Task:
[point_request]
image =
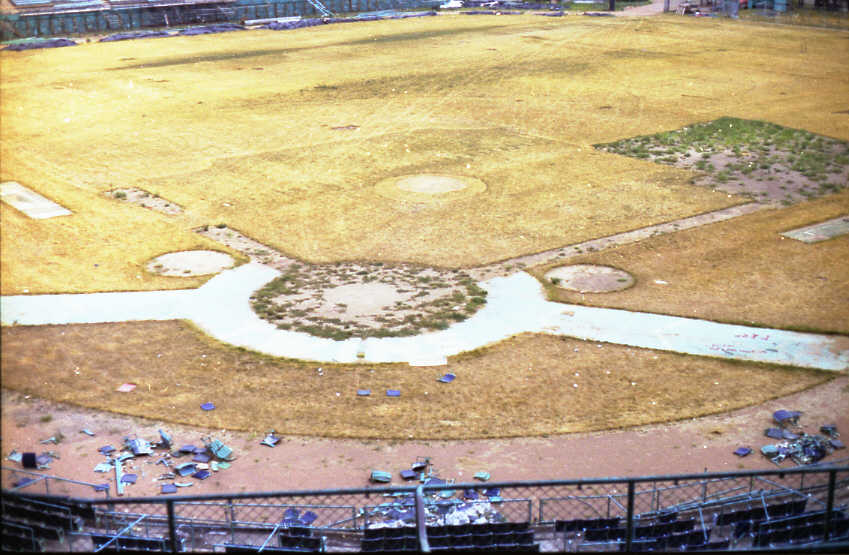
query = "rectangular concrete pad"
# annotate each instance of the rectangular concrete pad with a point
(821, 231)
(29, 202)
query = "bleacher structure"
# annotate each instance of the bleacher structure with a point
(805, 509)
(48, 18)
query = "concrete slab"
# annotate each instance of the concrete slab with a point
(821, 231)
(516, 304)
(29, 202)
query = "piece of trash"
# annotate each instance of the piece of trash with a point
(380, 476)
(103, 467)
(220, 450)
(420, 464)
(28, 460)
(23, 482)
(138, 446)
(780, 433)
(830, 430)
(186, 469)
(270, 440)
(784, 417)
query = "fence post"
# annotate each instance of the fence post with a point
(424, 546)
(172, 526)
(829, 507)
(629, 527)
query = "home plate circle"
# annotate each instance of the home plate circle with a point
(429, 187)
(589, 278)
(190, 263)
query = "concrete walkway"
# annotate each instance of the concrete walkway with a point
(516, 304)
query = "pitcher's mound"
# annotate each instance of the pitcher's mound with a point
(429, 187)
(190, 263)
(589, 278)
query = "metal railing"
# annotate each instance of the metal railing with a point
(703, 507)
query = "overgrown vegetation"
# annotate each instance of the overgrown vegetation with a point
(767, 161)
(418, 300)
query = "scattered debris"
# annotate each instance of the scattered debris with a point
(380, 476)
(800, 447)
(270, 440)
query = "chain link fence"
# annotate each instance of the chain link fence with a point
(743, 511)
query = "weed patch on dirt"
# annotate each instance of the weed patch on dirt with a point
(768, 162)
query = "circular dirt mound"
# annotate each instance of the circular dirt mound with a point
(190, 263)
(429, 187)
(588, 278)
(347, 300)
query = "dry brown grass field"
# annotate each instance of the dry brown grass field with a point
(741, 270)
(502, 391)
(285, 137)
(238, 128)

§ **Work instructions**
Return the whole listing, word for word, and leave out every picture.

§ **Exercise answer**
Task:
[point_request]
image =
query = "rectangular concrete pad"
# annotate each instance of the rectangular concrete pad with a point
(821, 231)
(29, 202)
query = "bleacher structure"
# annotate each instance of the bleacher structure with a point
(805, 509)
(48, 18)
query = "concrete slab"
# annotate each instance of the concrete slab with a point
(821, 231)
(516, 304)
(29, 202)
query = "piece of trash"
# annotate each instance of the piece of trash with a point
(380, 476)
(103, 467)
(220, 450)
(420, 464)
(28, 460)
(23, 482)
(138, 446)
(780, 433)
(830, 430)
(186, 469)
(270, 440)
(784, 417)
query = "fence post"
# annotate each instance of the fence post with a point
(424, 546)
(172, 526)
(829, 507)
(629, 527)
query = "home plate circle"
# annotate each instance of the home plate circle with a point
(429, 187)
(589, 278)
(190, 263)
query = "concrete walkway"
# annotate each instance of the concrete walkway with a point
(516, 304)
query = "pitcher's mound"
# annotate each instance of the pitcher's mound with a point
(429, 187)
(190, 263)
(589, 278)
query = "metal railing"
# annotate each instance of the metal railing with a point
(703, 507)
query = "overgrown vegetation"
# annotate each instance of the overgrown vegetation with a point
(767, 161)
(418, 300)
query = "scattered debris"
# annotate each instance of the scattered debris with a point
(380, 476)
(800, 447)
(270, 440)
query = "chain link fence"
# annotate each instance of the chain link fence with a point
(743, 511)
query = "weed patch on dirt"
# annotate each instance of the weed patch on dirt with a point
(768, 162)
query = "circular dirt mound"
# annotate each instance of the circular dirt mound with a point
(190, 263)
(429, 187)
(588, 278)
(347, 300)
query = "dry brown grass field"
# annotate each instance of the dry brown grass field with a point
(741, 270)
(502, 391)
(285, 137)
(238, 128)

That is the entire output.